** Start of TEXT EXCERPT **

Maybe we shouldn't be rewarding artists at all. The old cliche of an artist starving in a garret, there is merit in that. You are right, the genuine artists work without expectation of reward beyond the incomparable reward of their own work. Not just standard 'artists' either, someone recently won a million dollar prize for solving a mathematical problem and he didn't turn up to collect it. The prize for him was solving the problem. He knows he doesn't need much money and someone of his talent will never be allowed to starve.

Still, even if you disagree with that then there are ways to reward the artist without paying the middle-men / business-men that are the real parasites. For instance, I downloaded a Dick Gaughan album. I don't have a credit card or money but I do realise I owe the guy something, so next time he is playing somewhere local I will turn up and pass him £10. I bet few record companies pay an artist £10 everytime I buy a CD. Genuis doesn't need copyright law to protect itself. Copyright is a sort of mafia 'insurance' for the second-rate, the shoddy, the fakers offered by capitalista dons.

Danny


drivel ...

19.04.2009 16:14

'And yet the police-state response is to close down the whole highway ? Why don't they just ban all road travel tommorow to ensure no more road-crime? This is like imprisoning the road's architect and road-builders and hold them responsible for all the subsequent crimes commited on that road.'

No, Danny, you don't ban the road; you ban the driver - in other words, Pirate Bay. Pursuing analogies too far is never a good idea, but the Pirate Bay has been caught speeding, and has thus lost his licence. Note: not all P2P networks have been banned.

'Maybe we shouldn't be rewarding artists at all. The old cliche of an artist starving in a garret, there is merit in that. You are right, the genuine artists work without expectation of reward beyond the incomparable reward of their own work.'

Yes, they will. But if you are anything of a socialist, don't you think they are worthy of their hire? Do you always take other people's labour for nothing? Do you expect your plumber to be grateful for the opportunity to clear out your bogs for nothing?

'... but I do realise I owe the guy something, so next time he is playing somewhere local I will turn up and pass him £10.' Oh, Danny, that's awfully sweet of you. I'm sure he'll be most grateful. Tell me, when you throw a sixpence into a beggar's cup, do you tip your hat as he murmurs, 'Bless you, guv'?

artist


Ten years of Indymedia (celebrated in appropriate style)

19.04.2009 16:27

Happy lawsuit to you
Happy lawsuit to you
You look like a monkey
And you smell like one too

“I Made Major Mistakes”–Ex-Seattle Police Chief Admits Response to 1999 WTO Protests Was Too Heavy-Handed
 http://i1.democracynow.org/2009/3/30/i_made_major_mistakes_ex_seattle

Plus he recommends the legalisation of all drugs! What did IM do to him?

** End of TEXT EXCERPT **

PROBLEM SET
1 – Quote the comment thread word for word, starting at "Yes, they will." and ending at "in appropriate style)".
2 – In the comment thread, how much money does Danny say he will hand Dick Gaughan the next time he plays locally?
3 – Carry on the comment thread from the point where it ends.
None of the data is needed here.

** Start of RECORDS SUPPLIED **

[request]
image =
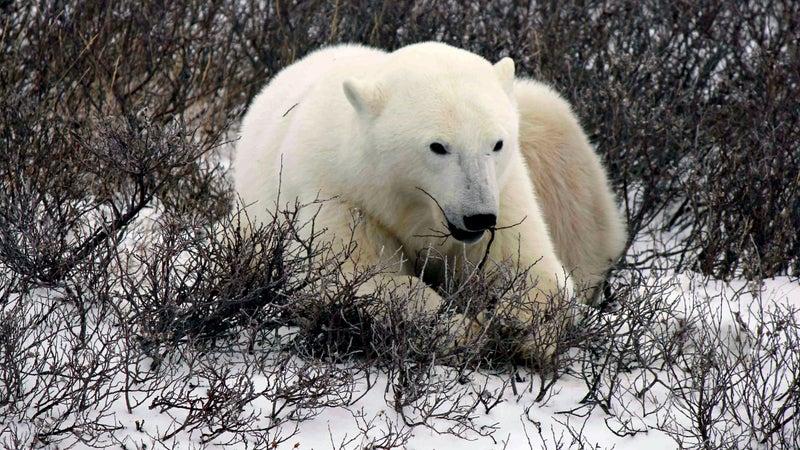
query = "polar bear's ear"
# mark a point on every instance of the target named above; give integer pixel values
(366, 98)
(505, 73)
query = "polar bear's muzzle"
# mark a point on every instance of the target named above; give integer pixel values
(475, 224)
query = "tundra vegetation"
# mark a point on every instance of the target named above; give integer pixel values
(118, 293)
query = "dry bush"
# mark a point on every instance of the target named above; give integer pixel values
(116, 283)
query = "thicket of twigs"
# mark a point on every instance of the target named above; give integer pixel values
(119, 292)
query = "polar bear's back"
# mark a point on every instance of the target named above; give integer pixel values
(258, 160)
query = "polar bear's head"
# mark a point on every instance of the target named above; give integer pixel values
(438, 126)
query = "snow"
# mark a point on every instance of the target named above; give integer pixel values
(518, 420)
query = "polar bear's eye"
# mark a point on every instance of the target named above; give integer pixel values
(438, 148)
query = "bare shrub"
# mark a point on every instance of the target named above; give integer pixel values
(116, 284)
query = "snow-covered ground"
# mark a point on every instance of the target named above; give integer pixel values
(517, 420)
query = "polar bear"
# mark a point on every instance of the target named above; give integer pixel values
(431, 141)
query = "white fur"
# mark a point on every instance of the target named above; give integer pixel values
(354, 125)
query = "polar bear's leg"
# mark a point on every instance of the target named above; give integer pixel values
(571, 186)
(542, 305)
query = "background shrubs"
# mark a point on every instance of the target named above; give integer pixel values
(116, 125)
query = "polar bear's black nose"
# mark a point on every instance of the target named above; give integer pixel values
(480, 222)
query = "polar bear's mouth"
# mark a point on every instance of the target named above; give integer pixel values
(465, 236)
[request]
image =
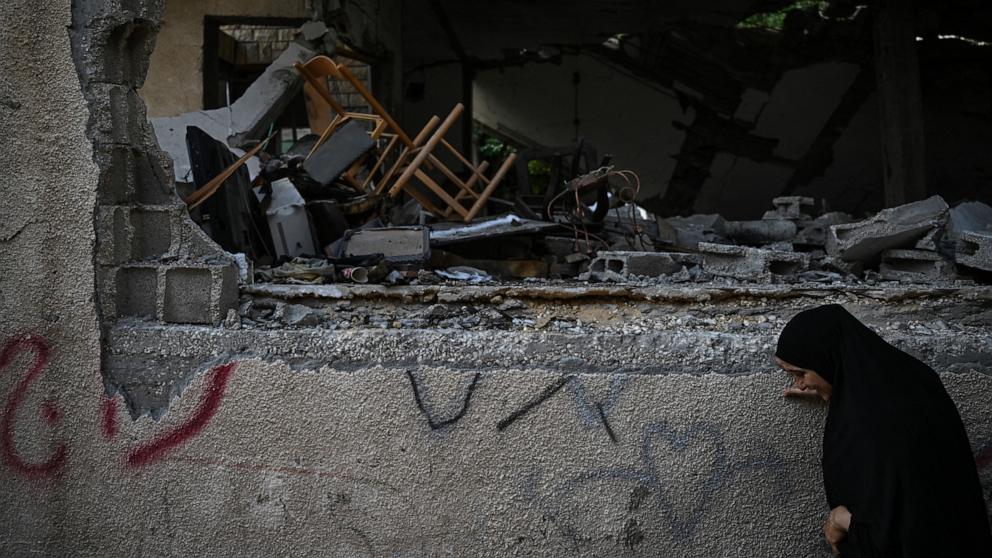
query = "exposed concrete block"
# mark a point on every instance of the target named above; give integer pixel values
(750, 264)
(974, 249)
(136, 291)
(915, 266)
(895, 227)
(621, 266)
(152, 232)
(760, 232)
(188, 295)
(113, 235)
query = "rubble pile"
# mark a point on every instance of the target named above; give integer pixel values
(366, 202)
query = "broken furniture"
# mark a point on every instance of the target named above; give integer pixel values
(316, 72)
(230, 215)
(417, 161)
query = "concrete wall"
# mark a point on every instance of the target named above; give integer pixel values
(618, 422)
(175, 74)
(618, 114)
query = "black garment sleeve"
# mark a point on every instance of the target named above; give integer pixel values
(858, 543)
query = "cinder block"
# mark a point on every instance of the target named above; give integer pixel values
(750, 264)
(200, 295)
(895, 227)
(188, 296)
(915, 266)
(974, 249)
(152, 232)
(113, 235)
(136, 291)
(790, 207)
(621, 266)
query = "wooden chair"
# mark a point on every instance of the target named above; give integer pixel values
(316, 71)
(418, 160)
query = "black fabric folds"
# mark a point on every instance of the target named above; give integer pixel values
(895, 451)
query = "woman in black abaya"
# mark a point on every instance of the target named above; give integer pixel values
(898, 470)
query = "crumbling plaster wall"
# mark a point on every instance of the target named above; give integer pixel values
(175, 75)
(372, 442)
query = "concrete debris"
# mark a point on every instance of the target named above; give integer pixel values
(895, 227)
(916, 266)
(621, 266)
(398, 245)
(968, 216)
(974, 249)
(814, 233)
(752, 264)
(760, 232)
(790, 207)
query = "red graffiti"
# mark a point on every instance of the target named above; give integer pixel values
(207, 408)
(52, 414)
(108, 418)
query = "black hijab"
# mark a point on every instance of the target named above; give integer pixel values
(894, 449)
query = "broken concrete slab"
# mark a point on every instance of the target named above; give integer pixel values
(814, 233)
(622, 266)
(974, 249)
(401, 245)
(765, 231)
(895, 227)
(916, 266)
(750, 264)
(968, 216)
(246, 119)
(790, 207)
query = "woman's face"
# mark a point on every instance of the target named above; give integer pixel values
(806, 380)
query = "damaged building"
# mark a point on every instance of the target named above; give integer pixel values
(384, 278)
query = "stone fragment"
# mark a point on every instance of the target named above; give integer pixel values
(895, 227)
(765, 231)
(750, 264)
(968, 216)
(974, 249)
(790, 207)
(621, 266)
(814, 233)
(915, 266)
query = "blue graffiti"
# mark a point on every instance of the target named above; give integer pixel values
(650, 480)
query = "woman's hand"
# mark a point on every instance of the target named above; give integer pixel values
(836, 527)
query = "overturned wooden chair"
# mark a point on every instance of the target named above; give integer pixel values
(417, 162)
(382, 126)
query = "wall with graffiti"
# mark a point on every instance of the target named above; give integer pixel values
(257, 458)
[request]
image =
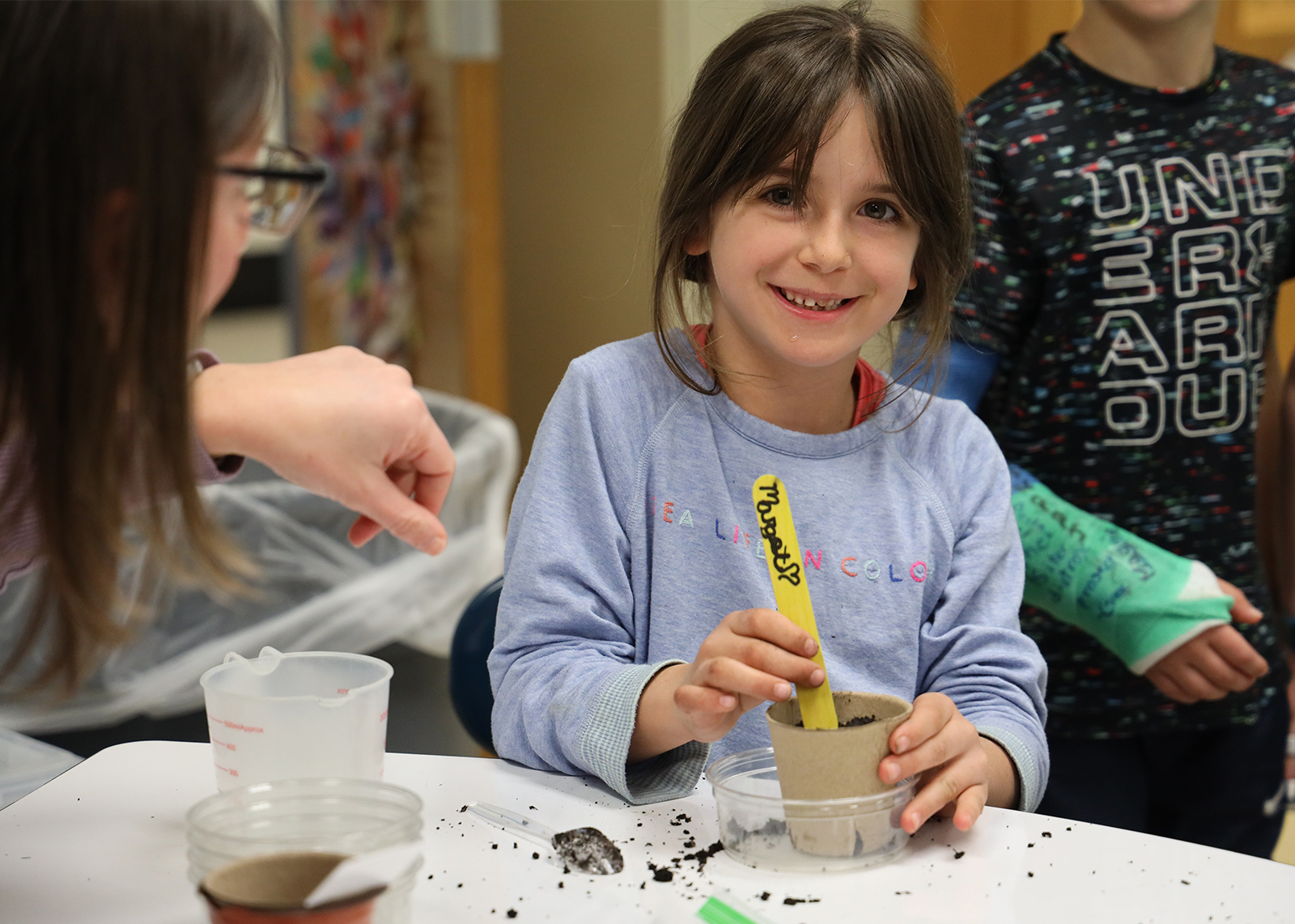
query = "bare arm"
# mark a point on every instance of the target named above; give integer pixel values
(341, 423)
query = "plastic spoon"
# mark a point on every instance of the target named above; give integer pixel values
(582, 850)
(364, 871)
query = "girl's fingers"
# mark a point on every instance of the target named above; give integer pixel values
(1233, 647)
(774, 660)
(932, 712)
(774, 626)
(1166, 684)
(1219, 672)
(953, 740)
(697, 699)
(1242, 610)
(738, 678)
(970, 805)
(947, 786)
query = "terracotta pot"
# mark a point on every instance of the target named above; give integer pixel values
(270, 889)
(835, 764)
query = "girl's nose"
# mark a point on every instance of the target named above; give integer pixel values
(826, 245)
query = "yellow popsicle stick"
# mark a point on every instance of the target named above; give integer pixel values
(788, 574)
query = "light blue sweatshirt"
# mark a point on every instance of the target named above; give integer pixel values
(632, 535)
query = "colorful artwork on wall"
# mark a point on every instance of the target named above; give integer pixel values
(355, 105)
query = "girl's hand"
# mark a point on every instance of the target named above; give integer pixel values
(754, 655)
(962, 772)
(341, 423)
(1216, 662)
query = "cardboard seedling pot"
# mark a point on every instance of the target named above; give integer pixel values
(832, 764)
(271, 889)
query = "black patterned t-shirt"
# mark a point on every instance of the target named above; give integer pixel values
(1131, 242)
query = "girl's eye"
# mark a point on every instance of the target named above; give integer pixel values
(880, 210)
(779, 196)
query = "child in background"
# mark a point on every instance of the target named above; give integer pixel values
(1133, 239)
(815, 190)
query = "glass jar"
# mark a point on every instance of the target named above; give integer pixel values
(330, 816)
(761, 829)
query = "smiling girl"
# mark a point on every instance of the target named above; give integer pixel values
(815, 192)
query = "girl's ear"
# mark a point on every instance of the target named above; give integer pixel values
(114, 223)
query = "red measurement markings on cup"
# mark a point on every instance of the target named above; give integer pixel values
(236, 727)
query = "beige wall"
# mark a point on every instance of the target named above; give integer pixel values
(580, 103)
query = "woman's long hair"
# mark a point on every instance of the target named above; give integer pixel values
(112, 119)
(768, 92)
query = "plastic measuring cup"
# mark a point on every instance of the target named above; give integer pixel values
(308, 714)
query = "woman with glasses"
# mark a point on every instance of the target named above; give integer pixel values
(131, 171)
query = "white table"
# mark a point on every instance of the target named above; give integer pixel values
(105, 843)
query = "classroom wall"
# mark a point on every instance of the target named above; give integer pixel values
(580, 135)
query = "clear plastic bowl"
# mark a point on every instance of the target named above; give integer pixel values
(330, 816)
(763, 830)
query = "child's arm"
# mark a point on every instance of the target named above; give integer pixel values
(965, 770)
(753, 656)
(1182, 643)
(971, 649)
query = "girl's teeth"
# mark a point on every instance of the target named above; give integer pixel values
(809, 303)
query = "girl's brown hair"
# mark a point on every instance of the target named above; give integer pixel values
(768, 92)
(112, 122)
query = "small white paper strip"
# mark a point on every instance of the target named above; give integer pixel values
(364, 871)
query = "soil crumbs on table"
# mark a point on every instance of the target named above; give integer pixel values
(588, 850)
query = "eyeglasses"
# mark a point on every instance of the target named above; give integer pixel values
(280, 188)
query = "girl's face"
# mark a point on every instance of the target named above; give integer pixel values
(227, 235)
(793, 293)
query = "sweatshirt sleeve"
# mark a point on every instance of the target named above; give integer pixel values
(971, 645)
(563, 669)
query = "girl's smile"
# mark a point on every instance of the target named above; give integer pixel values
(796, 293)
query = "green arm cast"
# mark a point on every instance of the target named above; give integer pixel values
(1126, 591)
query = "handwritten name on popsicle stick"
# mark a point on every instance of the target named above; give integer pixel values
(788, 568)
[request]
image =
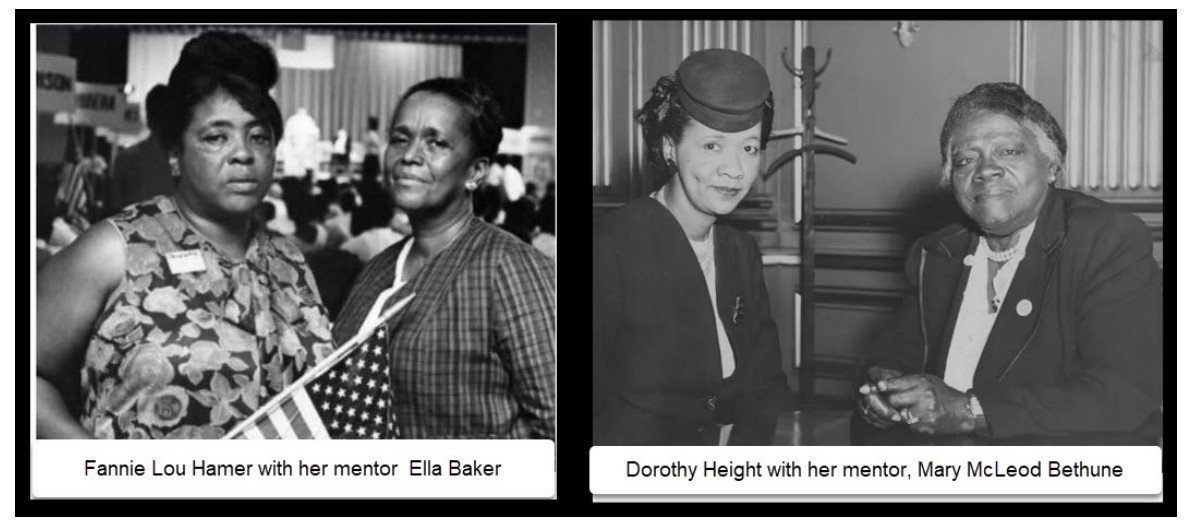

** End of RECORDS SUPPLIED **

RESULTS IN ORDER
1 –
Yes, they will. But if you are anything of a socialist, don't you think they are worthy of their hire? Do you always take other people's labour for nothing? Do you expect your plumber to be grateful for the opportunity to clear out your bogs for nothing?

'... but I do realise I owe the guy something, so next time he is playing somewhere local I will turn up and pass him £10.' Oh, Danny, that's awfully sweet of you. I'm sure he'll be most grateful. Tell me, when you throw a sixpence into a beggar's cup, do you tip your hat as he murmurs, 'Bless you, guv'?

artist


Ten years of Indymedia (celebrated in appropriate style)

2 – £10.

3 –
Danny


common sense

19.04.2009 18:25

danny - i think you'll making life too complex with you strung out analogies and minor trivial points as somekind of viable defence for a massive dodgy business.

Hypocrisy? Your showing a major lack of "common sense" and no sense of scale.

Sure - copy a few CDs etc. All what people are asking is not to take the pi**. Its one thing to copy a bit of music and some pics. Its another thing to be an individual who sets up a dodgy company that ranks #107 largest traffic site, that aims to promote copyright infringement on huge global scale with widespread implications for people's livelihoods, whilst raking in large PPC revenue for your own bank account, with some hogwash defence that you are "doing it for good of mankind". I'm sure the big amounts of cash have nothing to do with it. I'm sure they say they arn't making much money either. I'm sure they say a lot of things.

I'm sure the dodgy DVD sellers who makes £10K+ a month copying DVD and selling them at the market and in pubs say they are doing the public a service and they are robin hood saints. "Meanwhile, I'll just buy a big fat Mercedes thank you very much "

And you may argue that the 'starving artist' is a good thing for the art world etc. Why not have a 'starving binman' and a 'starving shelf stacker' as well? Why should artists be starving? Why can't they be absolutely loaded?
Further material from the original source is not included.